*Task instructions*
Copy the entries below word for word, covering only the stretch from the line containing "Would you be able to point out the stepped" through the line containing "(1015, 763)", both included.

Collection entries:
# # # # #

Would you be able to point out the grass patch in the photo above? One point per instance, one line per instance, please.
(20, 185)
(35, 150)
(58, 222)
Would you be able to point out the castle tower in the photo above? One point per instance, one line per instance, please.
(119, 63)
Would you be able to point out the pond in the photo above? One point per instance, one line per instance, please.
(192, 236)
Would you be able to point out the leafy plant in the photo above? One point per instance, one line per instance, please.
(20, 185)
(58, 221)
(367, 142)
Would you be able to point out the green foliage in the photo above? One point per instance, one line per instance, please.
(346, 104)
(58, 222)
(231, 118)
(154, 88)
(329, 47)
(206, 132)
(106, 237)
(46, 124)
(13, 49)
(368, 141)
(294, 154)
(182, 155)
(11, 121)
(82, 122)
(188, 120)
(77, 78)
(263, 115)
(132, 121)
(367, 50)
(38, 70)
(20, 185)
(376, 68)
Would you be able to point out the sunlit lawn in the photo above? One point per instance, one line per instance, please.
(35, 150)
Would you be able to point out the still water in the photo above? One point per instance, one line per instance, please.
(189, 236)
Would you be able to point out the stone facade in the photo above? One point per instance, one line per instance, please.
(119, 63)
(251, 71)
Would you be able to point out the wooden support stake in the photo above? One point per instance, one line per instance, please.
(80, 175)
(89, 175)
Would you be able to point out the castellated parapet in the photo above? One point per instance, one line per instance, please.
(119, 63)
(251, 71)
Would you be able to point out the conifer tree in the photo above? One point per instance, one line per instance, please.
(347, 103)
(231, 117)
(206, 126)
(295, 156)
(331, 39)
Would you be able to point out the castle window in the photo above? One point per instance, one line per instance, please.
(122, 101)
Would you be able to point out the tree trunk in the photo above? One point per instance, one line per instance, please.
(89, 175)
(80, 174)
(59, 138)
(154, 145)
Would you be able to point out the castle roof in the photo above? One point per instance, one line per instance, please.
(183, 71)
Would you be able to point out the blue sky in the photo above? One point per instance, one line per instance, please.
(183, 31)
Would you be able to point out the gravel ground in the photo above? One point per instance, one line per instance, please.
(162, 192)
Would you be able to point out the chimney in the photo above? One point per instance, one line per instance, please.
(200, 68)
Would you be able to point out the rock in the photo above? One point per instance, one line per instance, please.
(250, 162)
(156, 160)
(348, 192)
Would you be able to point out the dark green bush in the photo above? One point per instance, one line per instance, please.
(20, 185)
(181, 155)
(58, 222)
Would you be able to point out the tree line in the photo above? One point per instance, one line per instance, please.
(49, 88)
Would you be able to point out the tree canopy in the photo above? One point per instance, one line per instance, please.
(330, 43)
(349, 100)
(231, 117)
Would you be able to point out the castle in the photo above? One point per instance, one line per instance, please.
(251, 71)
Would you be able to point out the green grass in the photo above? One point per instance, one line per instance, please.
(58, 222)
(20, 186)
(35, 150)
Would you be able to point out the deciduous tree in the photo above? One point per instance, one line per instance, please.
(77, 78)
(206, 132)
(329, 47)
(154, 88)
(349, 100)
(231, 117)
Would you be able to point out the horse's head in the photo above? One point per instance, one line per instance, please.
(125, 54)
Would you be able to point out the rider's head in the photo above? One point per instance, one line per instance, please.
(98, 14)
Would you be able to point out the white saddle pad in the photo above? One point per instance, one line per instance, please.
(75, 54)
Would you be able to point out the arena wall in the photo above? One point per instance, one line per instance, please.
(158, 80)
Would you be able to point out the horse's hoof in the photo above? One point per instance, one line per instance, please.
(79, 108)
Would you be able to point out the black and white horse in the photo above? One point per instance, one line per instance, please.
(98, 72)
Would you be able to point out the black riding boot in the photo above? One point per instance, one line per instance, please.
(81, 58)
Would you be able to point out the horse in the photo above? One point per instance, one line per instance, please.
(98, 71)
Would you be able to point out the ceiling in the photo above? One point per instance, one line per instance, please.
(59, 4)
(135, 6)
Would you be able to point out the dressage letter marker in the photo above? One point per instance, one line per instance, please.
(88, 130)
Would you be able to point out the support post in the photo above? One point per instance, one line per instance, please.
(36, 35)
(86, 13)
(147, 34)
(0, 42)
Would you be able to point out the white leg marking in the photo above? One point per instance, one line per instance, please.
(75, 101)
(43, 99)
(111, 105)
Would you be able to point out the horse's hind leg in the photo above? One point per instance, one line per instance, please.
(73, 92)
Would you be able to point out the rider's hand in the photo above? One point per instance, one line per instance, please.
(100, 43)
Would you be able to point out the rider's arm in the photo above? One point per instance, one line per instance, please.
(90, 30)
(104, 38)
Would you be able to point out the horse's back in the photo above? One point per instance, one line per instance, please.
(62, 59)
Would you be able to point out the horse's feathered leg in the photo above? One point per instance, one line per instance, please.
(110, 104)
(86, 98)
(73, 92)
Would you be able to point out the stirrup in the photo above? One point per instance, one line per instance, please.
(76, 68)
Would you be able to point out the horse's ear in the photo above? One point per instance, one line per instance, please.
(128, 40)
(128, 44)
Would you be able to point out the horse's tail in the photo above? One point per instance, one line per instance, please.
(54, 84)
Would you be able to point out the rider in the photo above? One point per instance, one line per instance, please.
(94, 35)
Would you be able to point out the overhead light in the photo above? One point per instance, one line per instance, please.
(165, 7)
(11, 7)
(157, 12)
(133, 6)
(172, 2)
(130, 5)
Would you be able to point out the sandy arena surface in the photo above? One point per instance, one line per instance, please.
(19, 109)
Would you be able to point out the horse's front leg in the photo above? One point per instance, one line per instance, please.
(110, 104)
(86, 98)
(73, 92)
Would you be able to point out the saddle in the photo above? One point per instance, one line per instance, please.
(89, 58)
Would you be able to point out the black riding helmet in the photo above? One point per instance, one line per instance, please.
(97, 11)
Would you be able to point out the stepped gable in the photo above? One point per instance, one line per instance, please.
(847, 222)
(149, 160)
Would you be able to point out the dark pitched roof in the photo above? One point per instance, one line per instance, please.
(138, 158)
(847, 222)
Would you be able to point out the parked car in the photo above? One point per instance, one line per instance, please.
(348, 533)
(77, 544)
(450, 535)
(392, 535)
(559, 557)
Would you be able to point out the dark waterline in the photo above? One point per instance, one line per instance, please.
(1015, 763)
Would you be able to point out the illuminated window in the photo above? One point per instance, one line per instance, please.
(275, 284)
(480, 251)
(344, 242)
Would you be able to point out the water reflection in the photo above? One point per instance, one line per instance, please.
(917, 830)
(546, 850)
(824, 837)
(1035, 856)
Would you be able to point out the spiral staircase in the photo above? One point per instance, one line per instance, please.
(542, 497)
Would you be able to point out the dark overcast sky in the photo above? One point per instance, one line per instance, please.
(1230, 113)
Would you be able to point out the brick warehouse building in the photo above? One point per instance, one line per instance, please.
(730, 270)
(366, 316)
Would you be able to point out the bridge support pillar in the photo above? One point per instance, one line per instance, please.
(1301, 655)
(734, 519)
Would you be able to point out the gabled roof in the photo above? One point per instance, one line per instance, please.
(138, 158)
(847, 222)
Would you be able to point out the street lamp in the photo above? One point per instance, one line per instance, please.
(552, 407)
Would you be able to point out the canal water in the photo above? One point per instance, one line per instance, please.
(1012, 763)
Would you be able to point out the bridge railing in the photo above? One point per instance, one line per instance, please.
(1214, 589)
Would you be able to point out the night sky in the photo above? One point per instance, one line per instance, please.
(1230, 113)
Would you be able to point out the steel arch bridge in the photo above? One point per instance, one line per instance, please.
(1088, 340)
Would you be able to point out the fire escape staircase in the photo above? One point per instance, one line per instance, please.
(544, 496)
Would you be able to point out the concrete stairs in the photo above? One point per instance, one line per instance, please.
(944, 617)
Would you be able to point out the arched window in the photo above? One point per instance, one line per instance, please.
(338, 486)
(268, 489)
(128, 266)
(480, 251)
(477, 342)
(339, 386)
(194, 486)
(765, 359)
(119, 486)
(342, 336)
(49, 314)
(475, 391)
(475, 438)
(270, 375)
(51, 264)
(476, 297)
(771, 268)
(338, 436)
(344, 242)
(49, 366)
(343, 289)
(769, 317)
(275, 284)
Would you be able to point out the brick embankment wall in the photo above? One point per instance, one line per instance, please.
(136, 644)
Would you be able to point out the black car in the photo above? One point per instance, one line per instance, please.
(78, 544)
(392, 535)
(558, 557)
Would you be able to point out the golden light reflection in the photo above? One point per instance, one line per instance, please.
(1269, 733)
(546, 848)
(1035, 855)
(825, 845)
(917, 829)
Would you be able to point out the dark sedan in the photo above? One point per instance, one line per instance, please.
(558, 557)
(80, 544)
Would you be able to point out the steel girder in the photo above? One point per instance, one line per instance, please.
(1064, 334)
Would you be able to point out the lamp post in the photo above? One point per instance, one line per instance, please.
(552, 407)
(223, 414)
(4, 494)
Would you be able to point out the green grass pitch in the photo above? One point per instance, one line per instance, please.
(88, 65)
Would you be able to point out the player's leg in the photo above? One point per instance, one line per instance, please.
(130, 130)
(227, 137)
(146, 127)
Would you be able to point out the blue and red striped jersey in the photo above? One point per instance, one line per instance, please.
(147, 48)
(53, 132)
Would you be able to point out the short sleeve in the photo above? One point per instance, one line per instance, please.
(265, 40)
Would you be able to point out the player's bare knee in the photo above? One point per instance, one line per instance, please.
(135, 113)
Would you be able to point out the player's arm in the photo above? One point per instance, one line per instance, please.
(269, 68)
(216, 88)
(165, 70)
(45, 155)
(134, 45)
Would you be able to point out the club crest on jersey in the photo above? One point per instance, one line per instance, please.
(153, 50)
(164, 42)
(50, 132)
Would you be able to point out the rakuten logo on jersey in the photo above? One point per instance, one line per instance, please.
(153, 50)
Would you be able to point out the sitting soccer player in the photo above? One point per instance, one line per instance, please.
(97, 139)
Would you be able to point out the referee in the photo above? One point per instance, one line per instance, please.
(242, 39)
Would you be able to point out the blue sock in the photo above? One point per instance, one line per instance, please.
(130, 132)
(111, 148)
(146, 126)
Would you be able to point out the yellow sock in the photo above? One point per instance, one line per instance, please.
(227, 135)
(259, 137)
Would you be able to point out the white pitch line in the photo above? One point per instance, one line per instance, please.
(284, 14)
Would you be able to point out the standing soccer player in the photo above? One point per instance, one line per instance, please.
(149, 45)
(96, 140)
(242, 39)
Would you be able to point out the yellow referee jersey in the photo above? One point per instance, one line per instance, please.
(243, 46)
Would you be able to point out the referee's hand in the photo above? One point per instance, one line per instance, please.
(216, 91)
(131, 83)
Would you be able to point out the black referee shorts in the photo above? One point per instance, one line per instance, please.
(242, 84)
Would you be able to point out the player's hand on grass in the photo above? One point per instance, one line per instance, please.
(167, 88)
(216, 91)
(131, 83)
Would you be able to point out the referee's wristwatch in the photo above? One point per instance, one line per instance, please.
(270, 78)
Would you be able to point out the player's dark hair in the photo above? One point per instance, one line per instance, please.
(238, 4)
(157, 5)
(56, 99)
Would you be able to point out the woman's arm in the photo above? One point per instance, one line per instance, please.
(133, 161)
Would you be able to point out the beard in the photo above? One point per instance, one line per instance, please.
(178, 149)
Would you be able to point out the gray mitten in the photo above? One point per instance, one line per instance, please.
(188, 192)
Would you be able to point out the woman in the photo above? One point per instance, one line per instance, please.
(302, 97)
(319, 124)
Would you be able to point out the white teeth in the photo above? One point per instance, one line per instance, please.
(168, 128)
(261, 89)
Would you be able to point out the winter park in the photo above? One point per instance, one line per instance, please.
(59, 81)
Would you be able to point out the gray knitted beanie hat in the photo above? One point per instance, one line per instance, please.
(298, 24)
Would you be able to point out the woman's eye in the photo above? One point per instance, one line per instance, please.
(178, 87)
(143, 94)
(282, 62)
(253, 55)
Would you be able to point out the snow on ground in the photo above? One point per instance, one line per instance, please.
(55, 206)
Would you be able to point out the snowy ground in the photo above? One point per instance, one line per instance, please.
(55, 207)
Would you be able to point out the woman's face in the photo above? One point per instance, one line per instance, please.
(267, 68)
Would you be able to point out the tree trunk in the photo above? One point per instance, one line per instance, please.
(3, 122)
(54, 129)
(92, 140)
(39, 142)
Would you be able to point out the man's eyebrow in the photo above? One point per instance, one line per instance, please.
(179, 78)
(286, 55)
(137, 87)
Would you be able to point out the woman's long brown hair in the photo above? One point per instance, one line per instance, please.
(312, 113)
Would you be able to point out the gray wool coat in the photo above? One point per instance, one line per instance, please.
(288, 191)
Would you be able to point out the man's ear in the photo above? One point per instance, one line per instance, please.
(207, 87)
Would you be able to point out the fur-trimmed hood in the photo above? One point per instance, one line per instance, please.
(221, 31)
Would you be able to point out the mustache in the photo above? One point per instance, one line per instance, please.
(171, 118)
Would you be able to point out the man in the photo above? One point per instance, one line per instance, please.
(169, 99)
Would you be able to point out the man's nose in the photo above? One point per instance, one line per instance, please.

# # # # #

*Exercise response*
Would you be able to point out the stepped gable in the photo above? One point per instance, one line per instance, please.
(847, 222)
(149, 160)
Would you be able to point out the dark pitched roof in the photo above? One point per instance, one line per instance, please.
(138, 158)
(847, 222)
Would you be able to point out the parked car in the photo above? One point per instance, one line per instance, please.
(348, 533)
(77, 544)
(450, 535)
(392, 535)
(559, 557)
Would you be able to point out the dark waterline in the photo above? One point per instance, one line per instance, please.
(1015, 763)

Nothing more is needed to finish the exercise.